start Raw data

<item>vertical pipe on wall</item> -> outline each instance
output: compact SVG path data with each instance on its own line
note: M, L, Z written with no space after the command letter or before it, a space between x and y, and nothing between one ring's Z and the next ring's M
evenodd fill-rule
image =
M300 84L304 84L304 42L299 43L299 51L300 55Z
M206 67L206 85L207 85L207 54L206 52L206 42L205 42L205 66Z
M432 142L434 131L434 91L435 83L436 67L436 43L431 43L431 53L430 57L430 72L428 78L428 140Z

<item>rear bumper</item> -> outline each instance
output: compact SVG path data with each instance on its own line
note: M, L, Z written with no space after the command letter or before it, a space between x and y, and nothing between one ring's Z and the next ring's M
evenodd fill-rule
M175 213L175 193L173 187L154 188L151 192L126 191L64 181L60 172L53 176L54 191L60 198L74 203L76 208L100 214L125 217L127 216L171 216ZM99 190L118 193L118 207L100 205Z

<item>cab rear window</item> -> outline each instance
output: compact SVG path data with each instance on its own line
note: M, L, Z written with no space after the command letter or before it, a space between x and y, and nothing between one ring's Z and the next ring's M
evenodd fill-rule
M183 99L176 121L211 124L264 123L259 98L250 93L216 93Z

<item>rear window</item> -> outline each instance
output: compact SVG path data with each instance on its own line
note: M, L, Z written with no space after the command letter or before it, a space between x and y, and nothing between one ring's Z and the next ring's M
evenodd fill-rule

end Raw data

> Task prompt
Copy out every one of the lines above, character for character, with nothing changed.

> Exercise solution
<item>vertical pipe on wall</item> -> outline each instance
output: compact SVG path data with each instance on its own line
note: M, L, Z written with no space after the command letter or before it, a space between x and y, and nothing between one ring's Z and the next ring's M
evenodd fill-rule
image =
M300 84L304 84L304 42L299 43L299 51L300 55Z
M206 67L206 85L207 85L207 54L206 52L206 42L205 42L205 66Z
M432 142L434 131L434 91L435 83L436 67L436 43L431 43L431 53L430 57L430 72L428 78L428 140Z

<item>rear bumper</item> -> outline each instance
output: compact SVG path data with each instance on its own line
note: M, L, Z written with no space after the command letter or before it, a space between x and y, and nothing between one ring's Z and the next ring's M
evenodd fill-rule
M175 213L175 193L173 187L154 188L151 192L126 191L64 181L60 172L53 176L54 191L60 198L74 203L76 208L100 214L125 217L127 216L171 216ZM99 190L118 193L118 207L100 205Z

<item>cab rear window</item> -> outline each instance
output: compact SVG path data with each instance on its own line
note: M, L, Z written with no space after the command letter or before it, a space between x and y, and nothing between one ring's Z and the next ring's M
evenodd fill-rule
M183 99L176 121L211 124L264 123L259 98L250 93L216 93Z

<item>rear window</item> -> outline each instance
output: compact SVG path data with each instance on its own line
note: M, L, Z written with no space after the command letter or before it, a space between x and y, and nothing between one ring's Z and the next ring's M
evenodd fill-rule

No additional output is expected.